WORK TO DO -
Can all of these lines be returned exactly?

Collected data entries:

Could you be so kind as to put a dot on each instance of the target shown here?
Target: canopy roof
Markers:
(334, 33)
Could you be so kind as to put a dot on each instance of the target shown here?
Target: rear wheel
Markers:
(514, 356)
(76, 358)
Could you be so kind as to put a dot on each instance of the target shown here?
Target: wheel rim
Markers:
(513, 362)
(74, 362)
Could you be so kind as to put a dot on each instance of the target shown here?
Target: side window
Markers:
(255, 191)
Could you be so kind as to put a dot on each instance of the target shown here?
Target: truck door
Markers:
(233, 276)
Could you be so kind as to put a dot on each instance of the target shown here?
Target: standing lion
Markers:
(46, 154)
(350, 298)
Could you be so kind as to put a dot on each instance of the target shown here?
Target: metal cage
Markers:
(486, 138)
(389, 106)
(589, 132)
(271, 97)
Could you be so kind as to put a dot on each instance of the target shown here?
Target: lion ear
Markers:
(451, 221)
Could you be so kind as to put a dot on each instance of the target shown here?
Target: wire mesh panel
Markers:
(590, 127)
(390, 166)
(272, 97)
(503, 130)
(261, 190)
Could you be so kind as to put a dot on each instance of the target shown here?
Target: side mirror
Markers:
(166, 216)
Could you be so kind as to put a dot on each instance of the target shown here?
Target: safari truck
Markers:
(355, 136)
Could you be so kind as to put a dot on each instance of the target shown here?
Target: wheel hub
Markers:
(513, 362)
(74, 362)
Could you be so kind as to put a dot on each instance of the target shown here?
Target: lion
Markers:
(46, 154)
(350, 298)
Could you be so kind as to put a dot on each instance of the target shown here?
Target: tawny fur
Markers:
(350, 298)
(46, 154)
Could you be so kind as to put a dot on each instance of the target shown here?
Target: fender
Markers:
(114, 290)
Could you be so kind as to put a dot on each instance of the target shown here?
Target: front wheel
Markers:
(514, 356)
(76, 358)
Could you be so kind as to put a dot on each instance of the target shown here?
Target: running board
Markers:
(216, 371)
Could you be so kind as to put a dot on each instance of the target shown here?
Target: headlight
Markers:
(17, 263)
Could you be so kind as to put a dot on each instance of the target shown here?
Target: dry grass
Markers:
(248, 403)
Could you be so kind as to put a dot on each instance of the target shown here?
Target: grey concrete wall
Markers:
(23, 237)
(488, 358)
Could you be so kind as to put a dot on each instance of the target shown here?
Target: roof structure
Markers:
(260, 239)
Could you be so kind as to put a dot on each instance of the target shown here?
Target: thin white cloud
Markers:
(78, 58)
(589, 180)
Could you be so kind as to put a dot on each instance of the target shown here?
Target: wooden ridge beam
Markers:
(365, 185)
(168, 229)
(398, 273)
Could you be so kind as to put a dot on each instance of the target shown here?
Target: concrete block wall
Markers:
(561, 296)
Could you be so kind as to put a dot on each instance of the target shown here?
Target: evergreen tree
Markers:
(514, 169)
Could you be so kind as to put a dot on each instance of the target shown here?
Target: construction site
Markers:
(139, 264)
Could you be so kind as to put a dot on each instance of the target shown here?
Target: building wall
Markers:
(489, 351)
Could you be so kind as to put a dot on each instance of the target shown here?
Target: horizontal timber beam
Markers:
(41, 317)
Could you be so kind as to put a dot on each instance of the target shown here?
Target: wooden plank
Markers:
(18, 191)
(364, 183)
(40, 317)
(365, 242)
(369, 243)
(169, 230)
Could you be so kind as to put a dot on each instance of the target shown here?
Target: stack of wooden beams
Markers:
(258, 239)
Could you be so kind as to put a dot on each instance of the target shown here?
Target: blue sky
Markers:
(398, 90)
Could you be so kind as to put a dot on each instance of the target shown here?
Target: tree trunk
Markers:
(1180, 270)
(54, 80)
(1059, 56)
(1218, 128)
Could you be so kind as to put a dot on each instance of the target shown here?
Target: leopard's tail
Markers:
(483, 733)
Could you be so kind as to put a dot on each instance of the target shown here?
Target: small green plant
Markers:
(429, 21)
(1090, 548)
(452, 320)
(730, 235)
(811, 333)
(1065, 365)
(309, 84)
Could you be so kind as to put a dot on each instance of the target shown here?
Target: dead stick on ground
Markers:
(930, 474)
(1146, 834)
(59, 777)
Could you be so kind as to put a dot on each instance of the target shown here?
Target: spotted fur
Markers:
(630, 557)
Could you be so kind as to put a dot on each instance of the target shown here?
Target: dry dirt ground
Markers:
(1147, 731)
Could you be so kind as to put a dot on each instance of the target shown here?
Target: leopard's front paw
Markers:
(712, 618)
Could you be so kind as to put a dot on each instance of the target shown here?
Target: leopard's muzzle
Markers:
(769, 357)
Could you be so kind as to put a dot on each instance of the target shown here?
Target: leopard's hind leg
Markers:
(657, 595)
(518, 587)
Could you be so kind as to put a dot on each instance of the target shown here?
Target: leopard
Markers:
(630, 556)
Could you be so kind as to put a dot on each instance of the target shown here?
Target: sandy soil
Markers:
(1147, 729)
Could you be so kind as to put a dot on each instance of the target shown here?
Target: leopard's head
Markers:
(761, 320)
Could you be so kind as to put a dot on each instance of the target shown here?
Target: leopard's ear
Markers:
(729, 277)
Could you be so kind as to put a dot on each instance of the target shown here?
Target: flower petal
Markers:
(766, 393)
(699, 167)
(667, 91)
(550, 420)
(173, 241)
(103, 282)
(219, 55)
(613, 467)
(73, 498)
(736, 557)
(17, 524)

SOLUTION FOR THIS TASK -
Could you be so kind as to put a dot on each instance of the target shown here?
Target: canopy roof
Markers:
(334, 33)
Could you be so kind as to put a dot on each instance of the target shown here?
Target: rear wheel
Markers:
(514, 356)
(76, 358)
Could you be so kind as to put a dot on each instance of the target shown here?
Target: wheel rim
Markers:
(513, 362)
(74, 362)
Could you be so kind as to put a dot on each instance of the target shown here?
Target: side window
Markers:
(255, 191)
Could you be so kind as to put a dot on each instance of the target shown here?
Target: truck door
Markers:
(233, 276)
Could you be so kind as to put a dot on each instance of the target shown here?
Target: standing lion
Markers:
(46, 154)
(350, 298)
Could you be so kind as to put a dot on each instance of the target shown here?
Target: metal cage
Markers:
(486, 138)
(389, 106)
(589, 132)
(271, 97)
Could you be so kind as to put a dot on each instance of the target shown here?
Target: lion ear
Markers:
(451, 221)
Could you be so kind as to put a dot on each instance of the target shown here?
Target: wire mesh panel
Markers:
(590, 127)
(390, 166)
(272, 97)
(503, 130)
(261, 190)
Could you be so kind as to put a dot on each instance of the target shown here?
Target: side mirror
Markers:
(166, 216)
Could you be so kind as to put a dot on each instance of the target shown here?
Target: safari truck
Markers:
(355, 136)
Could you be so kind as to put a dot on each instance of the target shown here?
Target: wheel hub
Markers:
(513, 362)
(74, 362)
Could you be so kind as to put a dot on each instance of the target shown here?
Target: lion
Markers:
(46, 154)
(350, 298)
Could you be so kind as to put a dot on each instance of the target shown here?
Target: tawny fur
Markers:
(350, 298)
(46, 154)
Could you be so kind as to put a dot on each instance of the target shown here?
Target: fender
Markers:
(114, 290)
Could you be so kind as to put a dot on each instance of the target shown here?
Target: front wheel
Markers:
(514, 356)
(76, 358)
Could you be so kind as to put a dot on each instance of the target shown here?
Target: running board
Markers:
(216, 371)
Could you be so kind as to put a dot on each instance of the target shown here?
Target: headlight
Markers:
(17, 263)
Could you be so kind as to put a dot on each instance of the target shown here?
Target: dry grass
Markers:
(248, 403)
Could you be so kind as to put a dot on each instance of the target shown here?
Target: grey concrete wall
Markers:
(23, 237)
(488, 358)
Could you be so kind as to put a dot on each instance of the target shown here?
Target: roof structure
Markers:
(260, 239)
Could you be so kind as to put a dot on each instance of the target shown here?
Target: thin white cloud
Markers:
(78, 58)
(589, 180)
Could you be so kind as to put a dot on each instance of the target shown here?
Target: wooden ridge beam
Markers:
(365, 185)
(168, 229)
(398, 273)
Could you be so kind as to put a dot on each instance of the target shown here?
Target: concrete block wall
Markers:
(561, 296)
Could you be so kind as to put a dot on each instance of the target shown here?
Target: evergreen tree
Markers:
(514, 169)
Could you be so kind as to put a dot on each instance of the target shown here?
Target: construction site
Markers:
(139, 264)
Could you be so kind as to put a dot on each instance of the target shown here?
Target: building wall
Markers:
(489, 351)
Could you be so kind as to put a dot on each instance of the target shown here?
Target: horizontal timber beam
Markers:
(41, 317)
Could you be so kind as to put a dot on each instance of the target shown here?
Target: wooden plank
Markers:
(18, 191)
(364, 183)
(40, 317)
(365, 242)
(369, 243)
(169, 230)
Could you be so kind as to put a dot on each instance of the target shown here?
Target: stack of wooden beams
Markers:
(258, 239)
Could you be so kind as to put a dot on each instance of the target shown here?
Target: blue sky
Markers:
(398, 90)
Could you be so kind as to put a dot on each instance of the target shown here?
Target: tree trunk
Markers:
(1180, 270)
(54, 80)
(1059, 56)
(1218, 128)
Could you be so kind as to put a dot on each instance of the target shown here?
Target: leopard's tail
Markers:
(483, 733)
Could you be so kind as to put a dot on each instance of the target shown here?
Target: small green plant
Markers:
(429, 21)
(1090, 548)
(452, 320)
(730, 235)
(811, 333)
(1065, 365)
(309, 84)
Could you be so kind as to put a dot on each instance of the target shown here?
Target: dead stick on ground
Markers:
(930, 474)
(1146, 834)
(59, 777)
Could you be so kind as to put a dot on each instance of the target shown here?
Target: spotted fur
Markers:
(630, 557)
Could you be so kind as to put a dot on each instance of the target shown here?
Target: dry dirt ground
Markers:
(1147, 731)
Could you be so kind as to put a dot on each instance of the target shown here?
Target: leopard's front paw
Markers:
(712, 618)
Could you be so kind as to put a dot on each instance of the target shown here?
Target: leopard's muzzle
Markers:
(769, 357)
Could you be so kind as to put a dot on each instance of the target shown here?
Target: leopard's hind leg
Markers:
(657, 595)
(518, 587)
Could you be so kind as to put a dot on each instance of the target shown here?
Target: leopard
Markers:
(630, 556)
Could you be so kind as to put a dot on each instance of the target shown here?
Target: sandy soil
Markers:
(1147, 729)
Could you be so kind as to put a dot on each instance of the target shown here?
Target: leopard's head
Markers:
(761, 320)
Could you be so kind as to put a dot on each instance of the target shown here?
Target: leopard's ear
Markers:
(729, 277)
Could you be so kind as to put a dot on each instance of the target shown here?
Target: flower petal
Markers:
(766, 393)
(699, 167)
(667, 91)
(550, 420)
(173, 241)
(103, 282)
(219, 55)
(613, 467)
(73, 498)
(736, 557)
(17, 524)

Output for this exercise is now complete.